[Description of the task] Pull out each line of the data that includes the word "watermark".

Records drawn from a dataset
● ● ● ● ●
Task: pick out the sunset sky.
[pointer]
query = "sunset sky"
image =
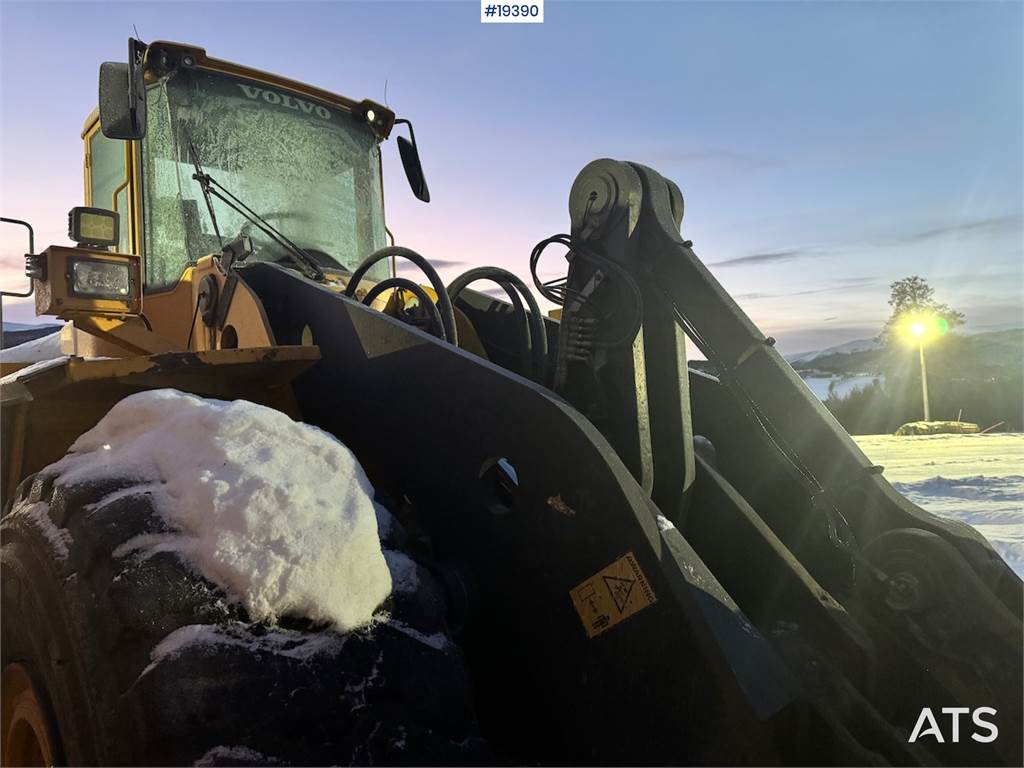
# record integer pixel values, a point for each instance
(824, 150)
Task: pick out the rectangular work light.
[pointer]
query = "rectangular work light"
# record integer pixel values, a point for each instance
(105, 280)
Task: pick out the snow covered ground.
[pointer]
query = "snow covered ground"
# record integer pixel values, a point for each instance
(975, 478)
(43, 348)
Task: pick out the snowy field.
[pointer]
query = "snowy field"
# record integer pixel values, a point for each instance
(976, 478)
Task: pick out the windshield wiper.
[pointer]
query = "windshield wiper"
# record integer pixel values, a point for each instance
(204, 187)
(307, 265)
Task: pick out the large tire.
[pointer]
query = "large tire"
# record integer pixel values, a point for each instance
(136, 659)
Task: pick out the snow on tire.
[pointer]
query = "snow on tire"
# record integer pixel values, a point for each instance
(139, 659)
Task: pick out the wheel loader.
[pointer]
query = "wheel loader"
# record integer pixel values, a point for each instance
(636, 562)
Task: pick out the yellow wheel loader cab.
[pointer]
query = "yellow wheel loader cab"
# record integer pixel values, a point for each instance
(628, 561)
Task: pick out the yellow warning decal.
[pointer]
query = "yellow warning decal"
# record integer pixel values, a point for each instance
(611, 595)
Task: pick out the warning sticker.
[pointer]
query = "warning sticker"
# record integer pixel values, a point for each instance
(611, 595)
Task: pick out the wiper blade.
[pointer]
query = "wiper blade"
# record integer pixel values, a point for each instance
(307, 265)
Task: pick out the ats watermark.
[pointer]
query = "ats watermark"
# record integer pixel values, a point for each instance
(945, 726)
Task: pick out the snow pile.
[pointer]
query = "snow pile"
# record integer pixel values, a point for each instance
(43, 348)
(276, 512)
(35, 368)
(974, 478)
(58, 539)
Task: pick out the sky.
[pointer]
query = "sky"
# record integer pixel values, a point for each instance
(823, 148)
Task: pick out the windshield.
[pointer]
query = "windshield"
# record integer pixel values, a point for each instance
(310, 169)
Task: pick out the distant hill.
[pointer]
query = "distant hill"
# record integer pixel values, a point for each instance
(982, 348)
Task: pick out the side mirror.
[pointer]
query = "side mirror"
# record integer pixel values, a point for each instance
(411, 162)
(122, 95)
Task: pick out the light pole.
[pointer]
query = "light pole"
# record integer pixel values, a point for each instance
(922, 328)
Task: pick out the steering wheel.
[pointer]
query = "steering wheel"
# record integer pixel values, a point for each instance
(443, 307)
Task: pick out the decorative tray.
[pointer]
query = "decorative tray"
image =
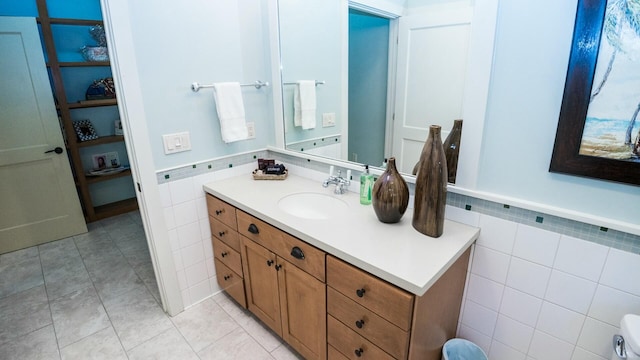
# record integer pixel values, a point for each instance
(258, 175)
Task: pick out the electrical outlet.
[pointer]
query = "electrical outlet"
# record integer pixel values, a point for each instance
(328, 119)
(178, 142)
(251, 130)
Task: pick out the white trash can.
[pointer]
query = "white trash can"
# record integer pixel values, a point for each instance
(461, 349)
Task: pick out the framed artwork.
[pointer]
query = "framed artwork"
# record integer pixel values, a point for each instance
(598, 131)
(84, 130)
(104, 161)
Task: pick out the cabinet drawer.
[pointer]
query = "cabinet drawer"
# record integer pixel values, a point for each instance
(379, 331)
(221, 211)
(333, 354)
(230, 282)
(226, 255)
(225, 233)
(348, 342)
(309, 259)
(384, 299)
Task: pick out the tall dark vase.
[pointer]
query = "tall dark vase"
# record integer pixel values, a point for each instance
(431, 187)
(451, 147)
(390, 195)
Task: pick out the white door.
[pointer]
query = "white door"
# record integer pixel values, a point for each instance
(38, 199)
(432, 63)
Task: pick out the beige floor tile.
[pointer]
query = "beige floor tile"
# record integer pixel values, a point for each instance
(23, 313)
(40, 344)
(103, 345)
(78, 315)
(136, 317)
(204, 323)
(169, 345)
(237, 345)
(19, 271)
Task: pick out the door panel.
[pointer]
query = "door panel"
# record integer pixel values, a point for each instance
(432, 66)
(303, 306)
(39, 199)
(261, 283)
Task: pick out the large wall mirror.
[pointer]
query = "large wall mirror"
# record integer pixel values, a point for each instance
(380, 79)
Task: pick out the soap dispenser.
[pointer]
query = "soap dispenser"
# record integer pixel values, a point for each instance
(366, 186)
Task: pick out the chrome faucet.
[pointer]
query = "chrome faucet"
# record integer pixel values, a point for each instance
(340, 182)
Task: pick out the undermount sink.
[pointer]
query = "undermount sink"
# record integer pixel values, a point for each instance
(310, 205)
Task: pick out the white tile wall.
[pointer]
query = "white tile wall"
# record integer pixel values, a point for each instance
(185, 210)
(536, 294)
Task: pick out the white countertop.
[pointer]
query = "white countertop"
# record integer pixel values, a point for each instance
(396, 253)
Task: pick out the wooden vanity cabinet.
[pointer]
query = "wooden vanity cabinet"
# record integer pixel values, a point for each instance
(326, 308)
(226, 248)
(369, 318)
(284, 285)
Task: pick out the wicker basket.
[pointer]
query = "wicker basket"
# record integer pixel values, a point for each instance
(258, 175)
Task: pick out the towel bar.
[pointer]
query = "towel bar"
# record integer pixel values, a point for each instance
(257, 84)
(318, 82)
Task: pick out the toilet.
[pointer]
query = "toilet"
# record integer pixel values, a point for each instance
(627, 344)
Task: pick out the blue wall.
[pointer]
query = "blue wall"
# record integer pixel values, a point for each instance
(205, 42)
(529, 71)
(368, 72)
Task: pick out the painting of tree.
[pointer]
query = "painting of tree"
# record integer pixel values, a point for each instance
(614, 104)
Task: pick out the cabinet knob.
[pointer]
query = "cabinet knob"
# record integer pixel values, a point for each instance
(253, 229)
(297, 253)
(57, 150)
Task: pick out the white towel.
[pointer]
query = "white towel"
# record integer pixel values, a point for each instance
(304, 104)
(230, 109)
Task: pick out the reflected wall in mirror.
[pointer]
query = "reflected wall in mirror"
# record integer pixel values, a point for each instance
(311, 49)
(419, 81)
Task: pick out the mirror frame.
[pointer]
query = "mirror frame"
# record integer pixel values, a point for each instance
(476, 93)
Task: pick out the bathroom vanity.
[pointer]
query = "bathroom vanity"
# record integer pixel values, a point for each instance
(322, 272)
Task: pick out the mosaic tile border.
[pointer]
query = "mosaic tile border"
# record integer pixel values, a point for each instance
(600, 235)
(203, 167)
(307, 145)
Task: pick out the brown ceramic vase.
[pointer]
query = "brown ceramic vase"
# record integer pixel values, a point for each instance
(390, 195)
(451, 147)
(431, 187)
● ● ● ● ●
[Written solution]
Task: pick out the ats watermark.
query = "ats watermark"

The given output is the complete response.